*PROBLEM TO WORK ON*
Copy the entries below word for word, leaving the pictures out of your answer.

==*==

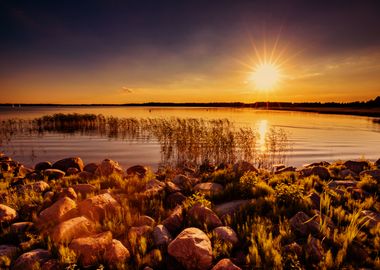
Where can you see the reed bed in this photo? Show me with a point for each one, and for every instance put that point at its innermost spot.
(182, 140)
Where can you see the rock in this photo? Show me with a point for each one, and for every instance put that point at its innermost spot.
(72, 171)
(91, 168)
(174, 221)
(108, 167)
(161, 236)
(277, 167)
(226, 234)
(184, 182)
(145, 220)
(321, 163)
(43, 166)
(356, 166)
(21, 227)
(31, 260)
(153, 188)
(116, 254)
(175, 199)
(293, 248)
(377, 163)
(315, 200)
(343, 183)
(66, 163)
(68, 192)
(314, 250)
(304, 225)
(225, 264)
(209, 188)
(56, 212)
(322, 172)
(72, 228)
(242, 167)
(370, 217)
(347, 173)
(84, 176)
(231, 207)
(374, 174)
(204, 216)
(172, 188)
(91, 249)
(39, 186)
(137, 170)
(99, 207)
(84, 189)
(7, 214)
(192, 248)
(7, 254)
(54, 173)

==*==

*THE SOLUTION*
Where can you see the reed bed in this photo? Show me with a point for each one, and for every instance put that point at its innermost spot.
(182, 140)
Where can you see the rock in this photo? Show me with a point for each one, and for every instance put that point at its innermost spot.
(72, 171)
(91, 168)
(174, 221)
(108, 167)
(161, 236)
(277, 167)
(226, 234)
(184, 182)
(145, 220)
(321, 163)
(43, 166)
(356, 166)
(21, 227)
(31, 260)
(153, 188)
(116, 254)
(175, 199)
(293, 248)
(377, 163)
(315, 200)
(343, 183)
(66, 163)
(68, 192)
(314, 250)
(304, 225)
(225, 264)
(209, 188)
(56, 212)
(322, 172)
(72, 228)
(242, 167)
(370, 217)
(347, 173)
(84, 176)
(231, 207)
(374, 174)
(204, 216)
(172, 188)
(91, 249)
(39, 186)
(137, 170)
(99, 207)
(84, 189)
(7, 214)
(192, 248)
(7, 254)
(54, 173)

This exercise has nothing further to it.